◆ **TEXT SEGMENT**:
It was at this precise moment that the arcade attendant deployed some sort of industrial strength room deodorizer to cut through the pall of B.O. that hung in the hot room. Stunned and stuck in place, I was hit square in the face with that noxious mist. I can't hear that song without all those bells, whistles, and florid stinks flooding back and overtaking me.
Recently, another friend of mine recounted the first time he ever heard the God of Thunder, Prince Far I, on his face-melting dub reggae classic Cry Tuff the Dub Encounter Volume 3. Reduced to a puddle (bong-abetted, no doubt), he then had to be scooped up and put into a Brooklyn gypsy cab. It was a late November night, but for some reason, his cabbie had all the windows rolled down. To top it off, the cabbie had "Unchained Melody" cranked up. Already a bundle of nerves, the cold and the soaring Righteous sound (arranged for maximum beatitude by Jack Nitzsche, natch) shook my friend down to his spinal column. In simply retelling his tale and thinking about the Righteous Brothers, his arms had broken out anew in goose flesh, still cold at the sound of music.
Tuesday, June 03, 2008
Without my knowing it, writing chums Peter Relic and Dave Tompkins apparently created this hippe-dippie pseudo-entity in the early 70s known as "Peter Tompkins" and co-authored tomes like The Secrets of the Great Pyramid and The Secret Life of Plants. I hold the two of them wholly responsible for inspiring the worst Stevie Wonder double album ever.
Still, there's lots of kooky science goodness to be had in The Secret Life of Plants. Nothing is quite helpful tipwise, like how to prevent root shock, secrets of how to make bulbs bloom, or what Beethoven sonatas will make plants grow best. Should I be playing Glenn Gould's Goldberg Variations from 1955 or 1981 for the aloe? Will geraniums thrive better hearing Pablo Cassals's recordings of the Cello Suites or else Yo-Yo Ma's take? Can they hear Wagner looped in the GAS box set? Will the twee-classical of Nico Muhly shrivel them outright?

◆ **INPUT DATA**:
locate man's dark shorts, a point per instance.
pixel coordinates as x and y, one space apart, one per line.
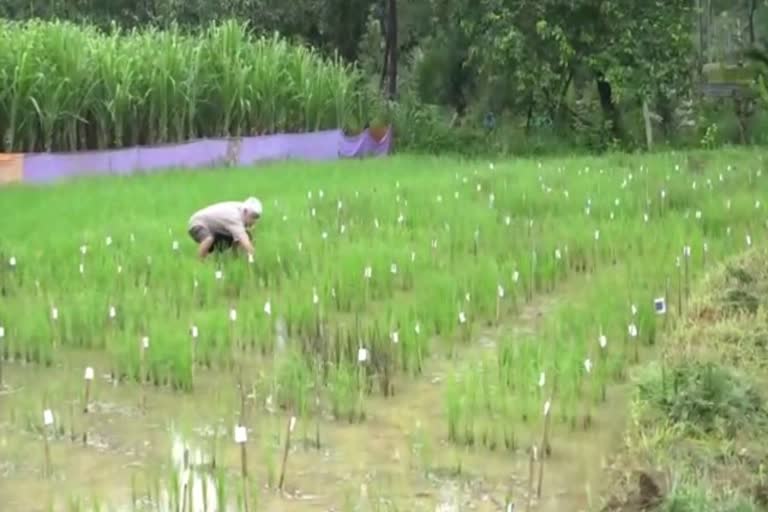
220 242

◆ **WHAT NEEDS TO BE DONE**: In the blog excerpt, what song did the cabbie have cranked up on that late November night?

◆ **THE COMPLETED TASK**: "Unchained Melody"